## WORK TASK
Wherever the word "board" occurs in the listing, copy the whole line.

PROVIDED ENTRIES: Begin

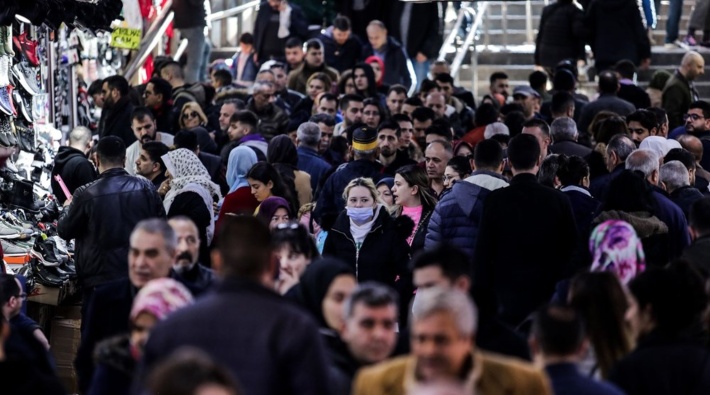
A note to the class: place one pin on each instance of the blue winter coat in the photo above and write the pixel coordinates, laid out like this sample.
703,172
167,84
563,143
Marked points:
457,216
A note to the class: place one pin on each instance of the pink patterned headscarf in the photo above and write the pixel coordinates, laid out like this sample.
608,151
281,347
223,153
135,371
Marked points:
615,247
160,297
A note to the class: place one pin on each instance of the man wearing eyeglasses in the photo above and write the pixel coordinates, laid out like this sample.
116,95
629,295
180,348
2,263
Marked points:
274,120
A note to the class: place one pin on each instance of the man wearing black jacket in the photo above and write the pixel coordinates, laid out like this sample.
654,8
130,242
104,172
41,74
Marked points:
526,239
245,314
420,29
342,48
72,165
116,113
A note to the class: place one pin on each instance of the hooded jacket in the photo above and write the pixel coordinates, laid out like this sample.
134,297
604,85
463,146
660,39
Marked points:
101,218
457,217
116,121
383,255
75,170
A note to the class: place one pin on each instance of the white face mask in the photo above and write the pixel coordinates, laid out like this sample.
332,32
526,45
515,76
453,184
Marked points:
181,269
360,214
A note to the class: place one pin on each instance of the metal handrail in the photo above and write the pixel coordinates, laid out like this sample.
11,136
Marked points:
148,44
218,16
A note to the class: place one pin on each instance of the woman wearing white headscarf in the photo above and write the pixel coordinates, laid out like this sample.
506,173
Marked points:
190,192
239,200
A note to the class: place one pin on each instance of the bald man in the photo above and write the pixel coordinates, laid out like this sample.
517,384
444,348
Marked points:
693,145
437,102
680,91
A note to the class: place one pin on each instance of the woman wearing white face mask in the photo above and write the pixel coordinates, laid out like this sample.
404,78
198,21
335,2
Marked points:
367,238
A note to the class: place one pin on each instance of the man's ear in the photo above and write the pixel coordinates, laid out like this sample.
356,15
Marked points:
217,262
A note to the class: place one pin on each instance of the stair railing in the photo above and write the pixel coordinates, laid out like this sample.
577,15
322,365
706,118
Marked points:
476,11
156,32
152,37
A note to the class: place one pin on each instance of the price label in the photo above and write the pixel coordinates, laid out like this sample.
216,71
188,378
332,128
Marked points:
126,38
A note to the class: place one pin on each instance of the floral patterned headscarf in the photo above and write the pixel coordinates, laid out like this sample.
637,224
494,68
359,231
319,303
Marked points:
615,247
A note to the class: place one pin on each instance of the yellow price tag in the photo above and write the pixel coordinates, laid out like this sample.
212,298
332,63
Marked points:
126,38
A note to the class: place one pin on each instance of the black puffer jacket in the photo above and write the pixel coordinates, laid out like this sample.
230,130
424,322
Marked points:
561,34
383,255
101,218
616,32
117,121
75,169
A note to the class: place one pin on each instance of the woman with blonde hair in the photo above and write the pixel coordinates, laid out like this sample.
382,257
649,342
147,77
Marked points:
192,118
365,236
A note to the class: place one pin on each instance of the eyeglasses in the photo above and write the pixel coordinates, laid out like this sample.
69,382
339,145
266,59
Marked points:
694,117
187,115
288,225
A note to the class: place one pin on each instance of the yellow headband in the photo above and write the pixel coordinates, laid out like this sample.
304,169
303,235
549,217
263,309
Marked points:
364,146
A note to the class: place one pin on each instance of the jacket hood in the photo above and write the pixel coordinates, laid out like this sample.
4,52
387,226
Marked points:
466,195
66,154
644,223
612,5
487,179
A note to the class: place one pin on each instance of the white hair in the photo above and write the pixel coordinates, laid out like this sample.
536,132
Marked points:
563,129
437,300
495,128
674,175
645,161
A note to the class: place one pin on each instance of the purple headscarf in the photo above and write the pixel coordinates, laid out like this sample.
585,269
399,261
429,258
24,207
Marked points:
615,247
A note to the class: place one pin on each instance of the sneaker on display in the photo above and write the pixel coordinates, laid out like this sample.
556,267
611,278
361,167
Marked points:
7,40
5,63
27,47
27,77
23,105
6,102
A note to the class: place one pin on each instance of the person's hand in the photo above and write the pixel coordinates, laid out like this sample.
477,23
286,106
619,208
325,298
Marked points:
283,6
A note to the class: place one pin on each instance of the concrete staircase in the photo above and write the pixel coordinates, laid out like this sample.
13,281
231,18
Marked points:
513,52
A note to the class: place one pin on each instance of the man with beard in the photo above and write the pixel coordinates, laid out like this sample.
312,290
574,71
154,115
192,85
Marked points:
286,98
196,277
157,96
229,108
436,156
369,334
116,112
390,156
444,325
351,107
697,123
314,62
150,162
145,130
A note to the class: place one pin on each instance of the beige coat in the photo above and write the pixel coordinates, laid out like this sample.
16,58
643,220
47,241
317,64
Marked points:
491,375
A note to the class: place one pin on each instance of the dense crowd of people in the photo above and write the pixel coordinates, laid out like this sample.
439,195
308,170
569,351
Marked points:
332,217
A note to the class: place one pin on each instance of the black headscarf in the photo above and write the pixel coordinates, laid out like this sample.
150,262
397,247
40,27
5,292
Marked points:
314,284
282,150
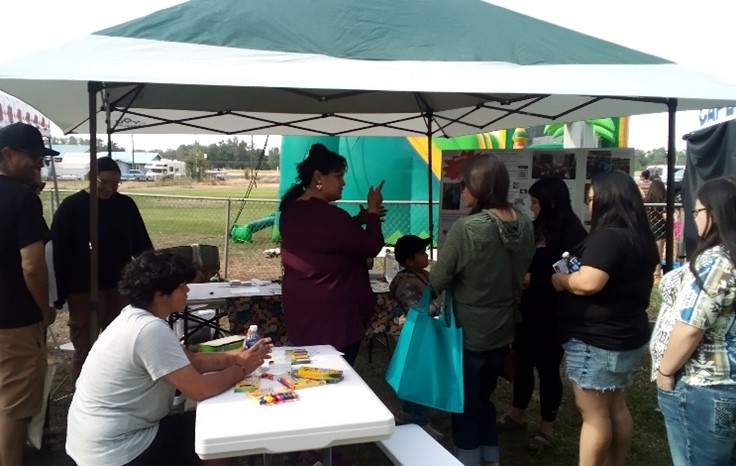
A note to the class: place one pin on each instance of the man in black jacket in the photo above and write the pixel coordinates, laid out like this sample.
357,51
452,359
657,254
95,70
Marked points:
122,236
24,309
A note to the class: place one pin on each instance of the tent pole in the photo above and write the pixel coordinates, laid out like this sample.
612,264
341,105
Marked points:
106,101
671,160
430,115
94,298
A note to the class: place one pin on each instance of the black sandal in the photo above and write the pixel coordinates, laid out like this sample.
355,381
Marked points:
508,424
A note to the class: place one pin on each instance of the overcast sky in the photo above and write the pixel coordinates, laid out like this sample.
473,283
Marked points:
695,34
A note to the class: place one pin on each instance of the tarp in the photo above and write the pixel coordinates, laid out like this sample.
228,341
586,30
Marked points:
13,110
348,67
711,152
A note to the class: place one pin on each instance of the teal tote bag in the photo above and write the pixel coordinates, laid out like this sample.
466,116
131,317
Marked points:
427,364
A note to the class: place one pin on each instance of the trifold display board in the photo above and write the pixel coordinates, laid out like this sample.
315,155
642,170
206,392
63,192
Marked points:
575,166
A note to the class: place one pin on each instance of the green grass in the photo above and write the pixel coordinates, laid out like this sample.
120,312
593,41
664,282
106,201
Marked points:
181,221
268,191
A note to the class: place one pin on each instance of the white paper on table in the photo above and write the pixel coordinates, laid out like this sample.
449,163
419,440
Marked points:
245,290
319,350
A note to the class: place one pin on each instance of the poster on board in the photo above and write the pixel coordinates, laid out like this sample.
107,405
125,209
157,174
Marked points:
576,167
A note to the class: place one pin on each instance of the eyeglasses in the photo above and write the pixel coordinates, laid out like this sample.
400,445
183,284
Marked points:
105,184
695,212
34,157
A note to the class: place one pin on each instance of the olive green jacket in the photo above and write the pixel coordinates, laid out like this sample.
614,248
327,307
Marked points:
483,262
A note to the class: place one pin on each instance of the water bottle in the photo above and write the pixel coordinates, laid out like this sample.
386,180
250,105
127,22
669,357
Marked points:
251,336
573,263
390,266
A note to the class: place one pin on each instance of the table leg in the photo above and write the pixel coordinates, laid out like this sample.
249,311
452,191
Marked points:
327,457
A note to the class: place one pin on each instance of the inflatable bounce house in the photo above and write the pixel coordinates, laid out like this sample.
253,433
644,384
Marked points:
403,163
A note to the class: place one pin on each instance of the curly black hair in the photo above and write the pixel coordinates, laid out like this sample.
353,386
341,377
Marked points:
153,272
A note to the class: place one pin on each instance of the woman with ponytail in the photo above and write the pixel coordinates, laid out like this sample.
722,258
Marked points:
326,290
693,345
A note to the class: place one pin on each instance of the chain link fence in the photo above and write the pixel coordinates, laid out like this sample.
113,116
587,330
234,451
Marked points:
657,222
174,220
182,220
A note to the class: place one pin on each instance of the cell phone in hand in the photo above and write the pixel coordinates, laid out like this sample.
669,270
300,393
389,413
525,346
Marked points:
561,266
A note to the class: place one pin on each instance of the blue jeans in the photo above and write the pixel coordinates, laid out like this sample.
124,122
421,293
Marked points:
701,424
475,428
599,369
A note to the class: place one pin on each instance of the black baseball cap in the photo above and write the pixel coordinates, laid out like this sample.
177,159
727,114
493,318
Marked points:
26,138
408,245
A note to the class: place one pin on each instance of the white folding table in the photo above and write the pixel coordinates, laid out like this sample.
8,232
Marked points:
233,424
216,294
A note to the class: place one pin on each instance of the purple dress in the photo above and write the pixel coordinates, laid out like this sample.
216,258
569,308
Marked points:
326,292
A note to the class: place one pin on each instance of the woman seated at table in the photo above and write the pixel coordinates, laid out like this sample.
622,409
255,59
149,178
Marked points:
119,413
326,290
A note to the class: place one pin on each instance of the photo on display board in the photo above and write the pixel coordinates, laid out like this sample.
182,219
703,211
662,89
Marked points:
597,162
553,165
451,195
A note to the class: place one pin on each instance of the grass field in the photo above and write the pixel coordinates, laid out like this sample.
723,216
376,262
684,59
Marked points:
649,445
179,221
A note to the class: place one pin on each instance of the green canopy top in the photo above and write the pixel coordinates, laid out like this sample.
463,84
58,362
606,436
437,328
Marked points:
415,30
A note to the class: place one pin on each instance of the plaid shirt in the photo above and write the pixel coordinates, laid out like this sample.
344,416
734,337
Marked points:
709,307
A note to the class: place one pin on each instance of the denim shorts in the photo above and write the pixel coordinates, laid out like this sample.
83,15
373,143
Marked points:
594,368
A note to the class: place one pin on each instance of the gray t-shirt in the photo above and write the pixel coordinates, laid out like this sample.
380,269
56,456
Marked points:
121,394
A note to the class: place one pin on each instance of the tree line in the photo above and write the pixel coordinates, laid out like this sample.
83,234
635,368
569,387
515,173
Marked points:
237,153
232,153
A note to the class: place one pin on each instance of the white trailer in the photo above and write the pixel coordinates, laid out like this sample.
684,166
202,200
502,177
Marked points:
164,169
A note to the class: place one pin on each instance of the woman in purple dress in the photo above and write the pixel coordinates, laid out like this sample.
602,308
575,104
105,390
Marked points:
326,290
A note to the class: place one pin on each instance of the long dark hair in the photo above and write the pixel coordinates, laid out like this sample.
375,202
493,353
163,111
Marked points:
617,202
151,272
718,196
555,209
320,158
487,179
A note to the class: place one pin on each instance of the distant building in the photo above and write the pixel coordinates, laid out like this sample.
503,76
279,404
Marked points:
75,165
164,169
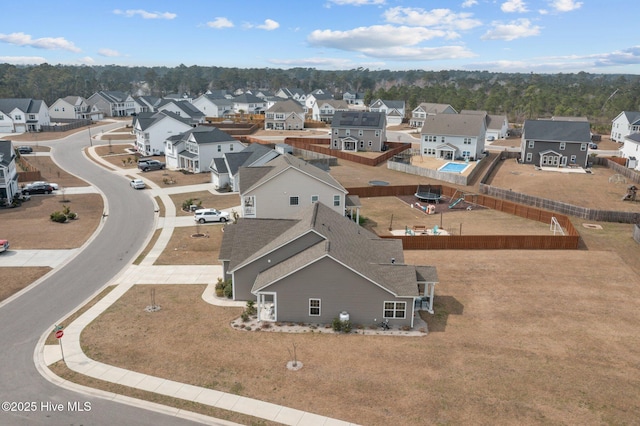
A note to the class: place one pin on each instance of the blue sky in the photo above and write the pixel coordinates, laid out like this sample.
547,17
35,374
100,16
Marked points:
545,36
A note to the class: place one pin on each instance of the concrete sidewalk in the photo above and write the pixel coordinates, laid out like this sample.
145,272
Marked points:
148,273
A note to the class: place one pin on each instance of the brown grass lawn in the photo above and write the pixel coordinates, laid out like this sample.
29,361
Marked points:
188,247
31,228
208,199
51,172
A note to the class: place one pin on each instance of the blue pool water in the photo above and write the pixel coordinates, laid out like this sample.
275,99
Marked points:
453,167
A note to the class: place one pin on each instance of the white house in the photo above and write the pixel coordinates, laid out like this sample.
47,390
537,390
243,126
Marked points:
213,105
8,173
113,103
453,136
74,108
394,110
324,110
21,115
631,150
626,123
249,104
196,148
284,115
426,109
183,109
224,171
286,184
153,129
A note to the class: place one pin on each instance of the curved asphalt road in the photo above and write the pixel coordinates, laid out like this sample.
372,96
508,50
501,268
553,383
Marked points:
25,319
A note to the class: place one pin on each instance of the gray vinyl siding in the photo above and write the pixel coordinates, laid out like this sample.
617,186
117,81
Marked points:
339,289
244,278
571,148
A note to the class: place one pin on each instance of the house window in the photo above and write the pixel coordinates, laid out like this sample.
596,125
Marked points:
314,307
395,309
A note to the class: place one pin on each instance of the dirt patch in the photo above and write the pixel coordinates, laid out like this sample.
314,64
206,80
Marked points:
50,171
185,250
31,227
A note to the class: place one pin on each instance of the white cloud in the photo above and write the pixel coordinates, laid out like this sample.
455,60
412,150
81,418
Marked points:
109,53
437,18
220,22
22,60
130,13
389,42
377,36
512,6
269,25
565,5
356,2
48,43
517,29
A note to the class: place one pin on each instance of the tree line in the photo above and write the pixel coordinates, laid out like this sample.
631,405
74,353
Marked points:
600,97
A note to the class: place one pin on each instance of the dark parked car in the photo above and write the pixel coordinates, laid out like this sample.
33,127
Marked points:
37,188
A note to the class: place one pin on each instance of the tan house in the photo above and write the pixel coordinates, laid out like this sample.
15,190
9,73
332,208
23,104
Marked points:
284,115
285,185
319,266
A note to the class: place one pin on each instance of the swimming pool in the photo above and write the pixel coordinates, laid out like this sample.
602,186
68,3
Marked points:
454,167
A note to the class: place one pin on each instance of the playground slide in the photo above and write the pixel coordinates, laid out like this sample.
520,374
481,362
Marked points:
455,203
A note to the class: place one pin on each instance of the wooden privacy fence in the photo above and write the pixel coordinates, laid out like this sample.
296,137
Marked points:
570,239
321,145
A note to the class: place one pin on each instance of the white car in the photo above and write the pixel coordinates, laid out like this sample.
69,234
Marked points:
210,215
137,184
41,182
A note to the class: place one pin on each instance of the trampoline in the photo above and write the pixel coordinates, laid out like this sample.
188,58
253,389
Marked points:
427,193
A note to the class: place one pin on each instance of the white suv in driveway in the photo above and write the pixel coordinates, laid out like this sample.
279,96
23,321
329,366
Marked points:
210,215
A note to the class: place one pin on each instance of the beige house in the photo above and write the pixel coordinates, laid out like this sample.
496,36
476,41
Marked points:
284,115
285,185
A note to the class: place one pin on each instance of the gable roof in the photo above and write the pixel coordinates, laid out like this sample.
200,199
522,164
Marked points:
453,124
557,131
339,239
355,119
432,108
285,106
252,177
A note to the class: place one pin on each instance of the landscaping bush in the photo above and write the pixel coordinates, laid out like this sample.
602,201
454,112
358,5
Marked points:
58,217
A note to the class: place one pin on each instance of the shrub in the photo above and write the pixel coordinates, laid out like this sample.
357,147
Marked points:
228,289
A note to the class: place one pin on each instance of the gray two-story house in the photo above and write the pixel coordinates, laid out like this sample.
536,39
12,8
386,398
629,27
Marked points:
319,265
358,131
551,143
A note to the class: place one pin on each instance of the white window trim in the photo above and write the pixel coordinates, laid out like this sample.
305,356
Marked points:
395,309
319,307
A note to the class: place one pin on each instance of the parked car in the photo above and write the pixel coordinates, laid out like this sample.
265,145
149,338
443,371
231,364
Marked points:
40,188
40,182
146,165
137,184
210,215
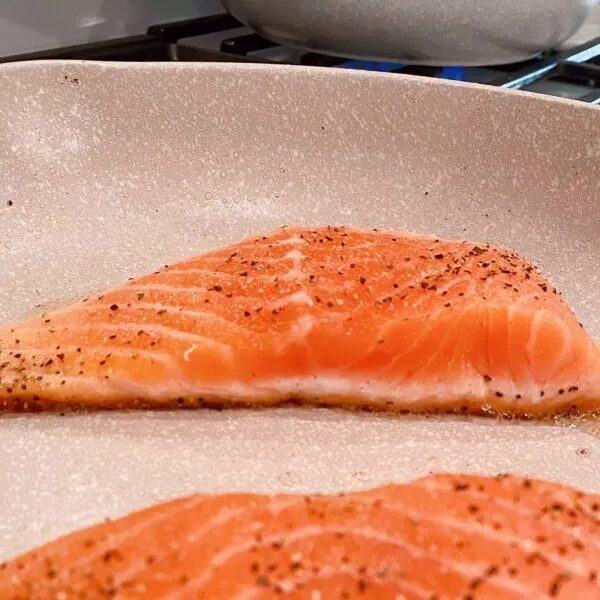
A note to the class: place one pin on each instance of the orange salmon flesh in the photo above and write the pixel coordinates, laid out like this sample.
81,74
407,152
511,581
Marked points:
332,315
440,537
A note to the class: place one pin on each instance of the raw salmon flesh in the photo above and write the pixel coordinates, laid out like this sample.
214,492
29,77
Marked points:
331,315
440,537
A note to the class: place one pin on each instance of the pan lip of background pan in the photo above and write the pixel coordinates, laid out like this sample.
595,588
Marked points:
395,79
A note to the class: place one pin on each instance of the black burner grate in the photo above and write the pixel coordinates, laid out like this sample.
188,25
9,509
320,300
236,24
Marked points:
573,74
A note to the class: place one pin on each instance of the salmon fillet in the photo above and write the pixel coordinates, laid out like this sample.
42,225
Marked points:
443,536
331,315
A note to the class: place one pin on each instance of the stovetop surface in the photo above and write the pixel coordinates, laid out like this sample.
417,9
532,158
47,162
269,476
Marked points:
573,73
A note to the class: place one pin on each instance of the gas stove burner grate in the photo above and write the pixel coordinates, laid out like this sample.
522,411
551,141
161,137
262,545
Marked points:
573,74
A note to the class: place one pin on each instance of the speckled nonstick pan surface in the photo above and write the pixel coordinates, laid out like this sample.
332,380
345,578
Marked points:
107,171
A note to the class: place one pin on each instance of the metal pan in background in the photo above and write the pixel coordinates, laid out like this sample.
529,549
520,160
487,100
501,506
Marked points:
426,32
108,170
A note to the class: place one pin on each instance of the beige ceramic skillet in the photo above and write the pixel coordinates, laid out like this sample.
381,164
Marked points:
108,170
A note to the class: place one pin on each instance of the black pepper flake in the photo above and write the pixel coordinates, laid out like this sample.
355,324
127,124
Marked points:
556,584
263,581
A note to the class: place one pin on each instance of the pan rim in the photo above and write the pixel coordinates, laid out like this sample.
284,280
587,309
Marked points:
329,72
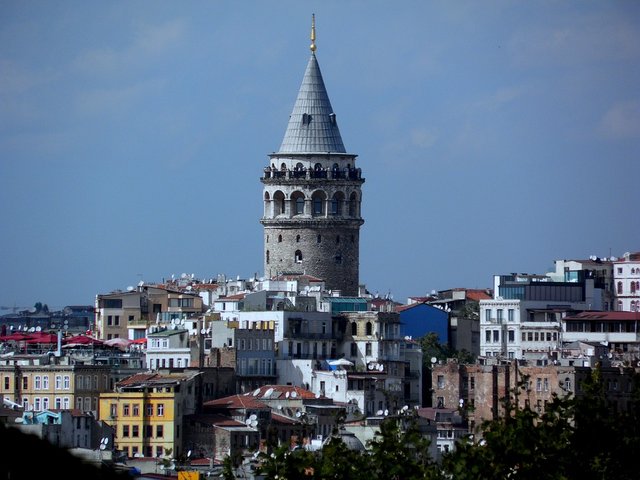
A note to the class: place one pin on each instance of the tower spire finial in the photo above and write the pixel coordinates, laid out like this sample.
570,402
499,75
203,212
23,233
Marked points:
313,32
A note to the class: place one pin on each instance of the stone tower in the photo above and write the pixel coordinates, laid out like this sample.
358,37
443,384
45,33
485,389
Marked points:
312,194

PROVIDED ENTRIES: End

## WRITTEN REPLY
A note to the class: place one pin on each instance of the trifold display board in the photo above and write the pixel coordinates, laid out like this sample.
A note to the class: place one pin on each instance of the poster on board in the photo above and write the pixel coordinates, laid out like this sample.
A note to the class: place one pin on each instance of the photo on display board in the photo above and write the pixel coordinates, laid out like this sample.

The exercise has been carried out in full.